TASK SET →
a - Summarize the post about exercise in two sentences.
b - Please carry on the post about exercise from its final line, keeping its tone.

PROVIDED TEXT →
________________

Saturday 4 July 2009

Interval Training

My body is in shock. I’ve upset it and now it hates me.

I wasn’t built for exercise, so much so that by year nine my mum just relented and wrote letters to excuse me from Sports day every year because it wasn’t worth the ear ach. Luckily, at that time in my life I was into horses, so mum had got me a horse as a bribe to move away from where I grew up and in with my stepdad across town. She thought, rightly, it would keep me out off trouble and away from boys. Funnily enough, when you turn up to school daily with hay in your hair stinking of manure, guys tend to give you a fairly wide berth. So I used to get my exercise without realising it, lugging bags of feed and bails of hay around.

That was 12 years ago, and as soon as boys and trouble became more appealing the poor horse was sold and the little lard pixies set up their scaffolding and got to work on my body.

Between now and then, there have been sporadic attempts at exercise.

Skateboarding: I was beyond rubbish, so I just used to carry it around to look cool.

Inline skating: See Skateboarding!

Yoga: Which made me cry because it highlighted I was in fact made of wood and have the body of an 80 year old.

________________

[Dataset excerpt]

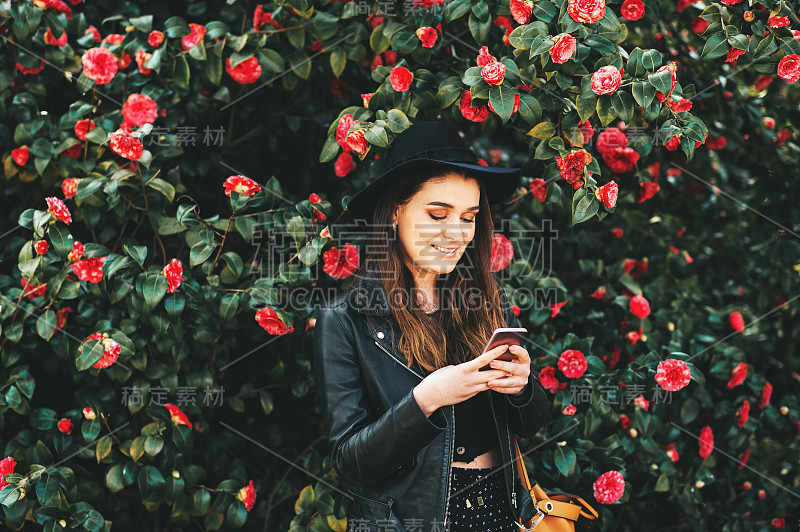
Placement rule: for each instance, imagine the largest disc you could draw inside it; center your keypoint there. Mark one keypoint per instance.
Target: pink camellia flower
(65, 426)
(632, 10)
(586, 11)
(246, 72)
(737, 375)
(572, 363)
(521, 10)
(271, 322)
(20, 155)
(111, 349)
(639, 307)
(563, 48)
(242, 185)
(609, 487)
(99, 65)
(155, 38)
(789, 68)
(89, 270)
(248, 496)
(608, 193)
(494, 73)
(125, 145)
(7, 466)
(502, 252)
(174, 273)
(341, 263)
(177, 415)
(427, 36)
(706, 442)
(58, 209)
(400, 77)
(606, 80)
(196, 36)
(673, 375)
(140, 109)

________________

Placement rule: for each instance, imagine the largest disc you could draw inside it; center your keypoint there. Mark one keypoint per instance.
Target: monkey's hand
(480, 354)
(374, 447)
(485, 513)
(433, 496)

________________

TASK-BY-TASK OUTPUTS →
a - The writer, never built for exercise and excused from school Sports Day every year from year nine, once got exercise without realizing it by hauling feed and hay for a horse given as a bribe to move across town. Once the horse was sold about 12 years ago, the writer's body began to change, and later sporadic attempts at skateboarding, inline skating and yoga all went poorly.

b -
Street Dance: Which I used to attend with my friend Little A. I used to love street dance, but spent most of my time throwing obscure shapes at the back, repeatedly asking Little A “Does this look shit?”. It was also full of girls who looked good in spandex and had great hair, so I felt like I was cramping their style.

The Gym: I think to date I’ve had at least 8 memberships, all of which I’ve stopped attending after about 2 months. Funnily enough it takes approximately this amount of time to remember that I really really hate the gym.

Cycling: Which I still do a bit of, but at a leisurely pace rather than anywhere near exertion.

Running: I tried to train for the race for life a few years ago. I ran twice then realised you could walk it. So that ended that.

British Military Fitness: This was pretty hardcore training. I used to go with someone who is more senior at work. One session we had to sort of mud wrestle. Being of a competitive nature my senior workmate pinned me to the floor, attacked my face with a clod of dirt repeating “I can get you sacked you know”. So that stopped.

Horse riding: I do half an hour a week. Hardly exercise when the horse does most of the moving whilst supporting your body for you.


Rock Climbing: My new venture, spawned from attending a motivational talk by Bear Gryls. He climbed Everest - I can now get to the top of the kid’s wall at Awesome Walls… watch your back Bear!

In light of the above, it probably makes it that bit clearer why the mere thought of interval training sparks off psychosomatic pains all over my body. But I’m dedicated to this now, so this morning Husband and I got up and got on with it.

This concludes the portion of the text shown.